__Exercise instructions__. Retype precisely the section of the data that starts at the line containing "of the group" and runs to its final line, ends included.

__Dataset extract__.
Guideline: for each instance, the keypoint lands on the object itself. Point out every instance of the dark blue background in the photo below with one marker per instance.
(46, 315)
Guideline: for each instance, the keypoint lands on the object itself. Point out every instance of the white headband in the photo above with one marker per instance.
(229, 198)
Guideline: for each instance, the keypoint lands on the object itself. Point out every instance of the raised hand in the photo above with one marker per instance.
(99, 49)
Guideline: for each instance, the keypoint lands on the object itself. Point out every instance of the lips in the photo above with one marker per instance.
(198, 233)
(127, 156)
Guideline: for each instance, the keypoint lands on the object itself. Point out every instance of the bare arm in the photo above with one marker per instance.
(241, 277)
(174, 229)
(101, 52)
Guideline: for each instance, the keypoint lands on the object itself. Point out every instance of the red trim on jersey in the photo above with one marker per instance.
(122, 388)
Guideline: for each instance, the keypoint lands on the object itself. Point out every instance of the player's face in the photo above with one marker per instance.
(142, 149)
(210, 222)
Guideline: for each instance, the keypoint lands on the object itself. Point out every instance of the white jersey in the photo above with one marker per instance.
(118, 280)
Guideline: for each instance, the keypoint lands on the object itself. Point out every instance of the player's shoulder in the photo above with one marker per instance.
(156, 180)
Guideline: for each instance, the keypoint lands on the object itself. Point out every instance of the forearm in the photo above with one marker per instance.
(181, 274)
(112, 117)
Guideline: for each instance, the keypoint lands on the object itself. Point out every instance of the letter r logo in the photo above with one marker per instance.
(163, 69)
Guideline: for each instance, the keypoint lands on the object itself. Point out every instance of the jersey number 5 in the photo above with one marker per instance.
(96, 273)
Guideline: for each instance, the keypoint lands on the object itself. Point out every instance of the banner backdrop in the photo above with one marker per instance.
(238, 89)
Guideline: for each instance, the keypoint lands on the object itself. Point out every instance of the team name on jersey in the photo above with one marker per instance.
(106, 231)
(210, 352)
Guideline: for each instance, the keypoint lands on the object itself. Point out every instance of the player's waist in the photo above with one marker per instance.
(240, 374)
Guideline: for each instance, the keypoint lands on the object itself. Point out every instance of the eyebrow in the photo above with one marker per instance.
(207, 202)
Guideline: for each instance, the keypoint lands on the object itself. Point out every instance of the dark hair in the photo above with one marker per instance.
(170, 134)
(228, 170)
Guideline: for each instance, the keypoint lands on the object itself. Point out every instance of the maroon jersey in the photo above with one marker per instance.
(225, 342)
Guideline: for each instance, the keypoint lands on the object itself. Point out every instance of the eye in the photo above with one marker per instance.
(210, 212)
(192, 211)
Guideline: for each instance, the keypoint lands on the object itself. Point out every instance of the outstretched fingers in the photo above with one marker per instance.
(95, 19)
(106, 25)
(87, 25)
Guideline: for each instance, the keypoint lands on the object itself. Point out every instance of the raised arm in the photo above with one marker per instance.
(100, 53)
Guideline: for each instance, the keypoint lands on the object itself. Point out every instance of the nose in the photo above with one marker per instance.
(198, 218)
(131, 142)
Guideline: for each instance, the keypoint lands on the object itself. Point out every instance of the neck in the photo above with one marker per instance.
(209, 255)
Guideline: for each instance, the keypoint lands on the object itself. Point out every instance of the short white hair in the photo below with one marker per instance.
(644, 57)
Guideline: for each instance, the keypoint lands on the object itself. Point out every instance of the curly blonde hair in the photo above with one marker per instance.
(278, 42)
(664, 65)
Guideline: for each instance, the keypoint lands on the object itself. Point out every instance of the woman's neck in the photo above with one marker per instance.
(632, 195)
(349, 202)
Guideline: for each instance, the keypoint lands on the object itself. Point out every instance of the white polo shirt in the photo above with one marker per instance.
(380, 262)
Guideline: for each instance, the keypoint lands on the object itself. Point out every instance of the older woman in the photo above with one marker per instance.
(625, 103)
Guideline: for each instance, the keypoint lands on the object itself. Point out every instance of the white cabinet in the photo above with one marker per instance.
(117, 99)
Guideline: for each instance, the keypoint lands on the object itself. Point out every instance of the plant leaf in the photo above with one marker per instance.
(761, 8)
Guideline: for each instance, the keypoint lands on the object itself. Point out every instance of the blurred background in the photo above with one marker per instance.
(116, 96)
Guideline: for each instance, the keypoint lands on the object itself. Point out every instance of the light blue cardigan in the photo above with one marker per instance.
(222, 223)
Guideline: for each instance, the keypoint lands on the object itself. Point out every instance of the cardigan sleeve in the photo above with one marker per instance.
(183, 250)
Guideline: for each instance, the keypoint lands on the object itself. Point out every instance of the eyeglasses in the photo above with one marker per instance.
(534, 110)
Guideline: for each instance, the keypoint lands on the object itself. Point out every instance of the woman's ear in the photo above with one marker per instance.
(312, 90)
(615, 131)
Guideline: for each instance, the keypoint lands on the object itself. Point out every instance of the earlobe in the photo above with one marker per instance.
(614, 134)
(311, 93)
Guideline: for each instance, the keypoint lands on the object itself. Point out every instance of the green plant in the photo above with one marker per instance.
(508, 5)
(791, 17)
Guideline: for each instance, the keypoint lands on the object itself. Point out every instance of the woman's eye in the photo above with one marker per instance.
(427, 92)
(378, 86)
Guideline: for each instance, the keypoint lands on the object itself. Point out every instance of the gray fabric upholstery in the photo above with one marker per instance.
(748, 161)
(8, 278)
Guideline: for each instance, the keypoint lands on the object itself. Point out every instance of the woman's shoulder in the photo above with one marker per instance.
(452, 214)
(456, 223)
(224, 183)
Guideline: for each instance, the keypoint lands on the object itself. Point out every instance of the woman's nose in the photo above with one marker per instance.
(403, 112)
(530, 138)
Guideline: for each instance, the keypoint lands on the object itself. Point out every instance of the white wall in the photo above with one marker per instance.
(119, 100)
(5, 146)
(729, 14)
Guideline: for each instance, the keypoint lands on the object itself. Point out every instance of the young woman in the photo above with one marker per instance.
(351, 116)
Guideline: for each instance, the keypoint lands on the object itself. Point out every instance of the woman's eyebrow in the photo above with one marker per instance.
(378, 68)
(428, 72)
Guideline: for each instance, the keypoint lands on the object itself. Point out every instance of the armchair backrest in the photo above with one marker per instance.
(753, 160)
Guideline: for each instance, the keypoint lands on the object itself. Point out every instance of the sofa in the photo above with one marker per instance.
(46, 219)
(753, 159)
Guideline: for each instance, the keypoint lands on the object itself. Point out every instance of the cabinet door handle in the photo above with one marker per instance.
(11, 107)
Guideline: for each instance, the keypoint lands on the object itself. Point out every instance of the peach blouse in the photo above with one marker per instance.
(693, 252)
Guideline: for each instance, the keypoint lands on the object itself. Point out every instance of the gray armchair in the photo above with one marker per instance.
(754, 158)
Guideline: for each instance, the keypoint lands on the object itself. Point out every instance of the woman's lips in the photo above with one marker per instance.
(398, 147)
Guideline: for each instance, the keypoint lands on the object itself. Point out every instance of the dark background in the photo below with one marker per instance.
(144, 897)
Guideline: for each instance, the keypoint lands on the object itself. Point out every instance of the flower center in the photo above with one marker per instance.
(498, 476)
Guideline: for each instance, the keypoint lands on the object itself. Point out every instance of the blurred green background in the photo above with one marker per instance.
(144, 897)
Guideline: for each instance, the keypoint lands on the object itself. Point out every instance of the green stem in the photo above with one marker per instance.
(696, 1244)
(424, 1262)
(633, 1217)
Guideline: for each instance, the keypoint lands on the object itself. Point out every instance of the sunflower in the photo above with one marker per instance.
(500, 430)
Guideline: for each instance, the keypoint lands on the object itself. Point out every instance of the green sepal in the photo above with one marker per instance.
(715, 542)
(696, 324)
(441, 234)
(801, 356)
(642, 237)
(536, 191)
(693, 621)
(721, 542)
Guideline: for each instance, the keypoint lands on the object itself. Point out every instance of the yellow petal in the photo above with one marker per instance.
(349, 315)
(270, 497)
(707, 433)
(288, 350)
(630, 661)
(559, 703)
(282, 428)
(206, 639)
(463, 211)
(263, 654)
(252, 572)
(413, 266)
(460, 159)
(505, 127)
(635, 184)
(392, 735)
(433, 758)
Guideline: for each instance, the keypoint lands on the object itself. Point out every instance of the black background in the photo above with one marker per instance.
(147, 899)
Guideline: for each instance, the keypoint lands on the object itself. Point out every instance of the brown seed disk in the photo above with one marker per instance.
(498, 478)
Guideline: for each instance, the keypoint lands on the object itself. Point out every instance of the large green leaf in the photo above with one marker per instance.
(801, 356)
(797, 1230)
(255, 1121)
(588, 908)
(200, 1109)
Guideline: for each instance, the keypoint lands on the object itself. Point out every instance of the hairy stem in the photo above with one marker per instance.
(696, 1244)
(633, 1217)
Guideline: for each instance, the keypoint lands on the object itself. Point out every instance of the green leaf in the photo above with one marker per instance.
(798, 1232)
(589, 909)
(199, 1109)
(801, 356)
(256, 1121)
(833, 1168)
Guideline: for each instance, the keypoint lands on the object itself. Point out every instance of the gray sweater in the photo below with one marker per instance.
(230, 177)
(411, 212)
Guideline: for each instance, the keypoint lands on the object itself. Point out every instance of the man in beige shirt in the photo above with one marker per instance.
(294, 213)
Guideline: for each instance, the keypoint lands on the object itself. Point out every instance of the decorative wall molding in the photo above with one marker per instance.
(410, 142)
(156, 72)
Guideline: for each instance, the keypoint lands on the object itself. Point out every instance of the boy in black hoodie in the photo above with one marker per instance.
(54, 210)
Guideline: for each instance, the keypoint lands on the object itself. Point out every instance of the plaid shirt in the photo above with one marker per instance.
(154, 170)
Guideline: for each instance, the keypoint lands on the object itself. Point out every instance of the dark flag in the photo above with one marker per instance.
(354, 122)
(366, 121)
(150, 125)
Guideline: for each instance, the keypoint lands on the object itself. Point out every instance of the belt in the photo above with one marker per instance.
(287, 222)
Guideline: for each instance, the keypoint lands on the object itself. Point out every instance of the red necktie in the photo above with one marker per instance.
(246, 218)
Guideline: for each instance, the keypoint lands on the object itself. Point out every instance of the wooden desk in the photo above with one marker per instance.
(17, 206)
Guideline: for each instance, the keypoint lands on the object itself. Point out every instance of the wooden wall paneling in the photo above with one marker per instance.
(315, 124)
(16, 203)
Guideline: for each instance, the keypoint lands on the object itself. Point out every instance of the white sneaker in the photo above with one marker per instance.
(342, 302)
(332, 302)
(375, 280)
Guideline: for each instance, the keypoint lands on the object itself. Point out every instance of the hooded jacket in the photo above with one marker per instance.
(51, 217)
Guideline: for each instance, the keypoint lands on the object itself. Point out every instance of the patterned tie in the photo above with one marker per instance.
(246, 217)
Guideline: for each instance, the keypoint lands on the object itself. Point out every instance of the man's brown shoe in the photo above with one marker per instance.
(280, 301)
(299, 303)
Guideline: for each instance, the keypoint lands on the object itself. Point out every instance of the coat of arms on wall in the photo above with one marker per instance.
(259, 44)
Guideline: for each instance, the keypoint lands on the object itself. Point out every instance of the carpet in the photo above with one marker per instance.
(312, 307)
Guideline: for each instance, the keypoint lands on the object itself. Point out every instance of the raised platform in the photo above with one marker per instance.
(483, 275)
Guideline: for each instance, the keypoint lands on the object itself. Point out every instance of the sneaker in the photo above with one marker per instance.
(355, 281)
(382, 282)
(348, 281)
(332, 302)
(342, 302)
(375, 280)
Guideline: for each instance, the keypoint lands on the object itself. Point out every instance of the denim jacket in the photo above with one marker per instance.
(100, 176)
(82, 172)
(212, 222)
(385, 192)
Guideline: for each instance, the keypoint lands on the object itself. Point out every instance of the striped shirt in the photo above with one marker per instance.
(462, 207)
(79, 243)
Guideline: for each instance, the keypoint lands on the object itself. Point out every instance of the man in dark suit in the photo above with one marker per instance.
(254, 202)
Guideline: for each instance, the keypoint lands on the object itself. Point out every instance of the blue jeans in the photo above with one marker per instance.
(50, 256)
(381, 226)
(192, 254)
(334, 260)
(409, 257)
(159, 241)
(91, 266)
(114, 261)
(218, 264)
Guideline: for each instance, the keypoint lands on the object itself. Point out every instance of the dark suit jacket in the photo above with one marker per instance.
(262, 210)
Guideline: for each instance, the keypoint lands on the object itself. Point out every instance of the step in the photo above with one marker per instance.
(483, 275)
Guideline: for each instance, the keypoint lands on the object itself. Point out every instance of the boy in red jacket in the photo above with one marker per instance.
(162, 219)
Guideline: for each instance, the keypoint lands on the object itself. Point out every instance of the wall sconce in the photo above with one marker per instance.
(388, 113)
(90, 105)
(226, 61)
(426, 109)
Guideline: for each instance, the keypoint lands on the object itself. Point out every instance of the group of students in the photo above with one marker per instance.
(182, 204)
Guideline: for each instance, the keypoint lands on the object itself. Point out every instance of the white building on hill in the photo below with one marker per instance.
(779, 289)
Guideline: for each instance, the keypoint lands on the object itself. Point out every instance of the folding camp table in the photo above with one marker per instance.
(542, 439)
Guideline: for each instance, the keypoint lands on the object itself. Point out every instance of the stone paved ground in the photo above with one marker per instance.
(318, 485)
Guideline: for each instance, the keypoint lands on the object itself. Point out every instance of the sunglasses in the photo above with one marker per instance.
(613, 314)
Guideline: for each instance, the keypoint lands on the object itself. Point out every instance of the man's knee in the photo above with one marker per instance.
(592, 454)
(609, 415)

__Solution to this task__.
Guideline: for each instance, the keypoint lands on the object itself. Point out every instance of the group of students in the photo above with one marker per instance.
(182, 204)
Guideline: for each instance, the keypoint lands on the object itself. Point out every instance of the white building on hill in the photo below with one marker per instance.
(779, 289)
Guideline: for each instance, the keypoint lands on the object itself. Point out every instance of the folding camp table in the photo above with one marker per instance.
(542, 439)
Guideline: for each instance, the keypoint lands on the object itself. Point out every instance of the stone paved ground in the photo above with one marker per instance.
(318, 485)
Guideline: for each instance, the keypoint lands on the object itself. Point out every instance of the sunglasses in the photo above with one marker per instance.
(613, 314)
Guideline: for each instance, the keypoint lands on the object itself. Point out every instance of the man's knee in the photo above with one marker per instance.
(592, 454)
(609, 415)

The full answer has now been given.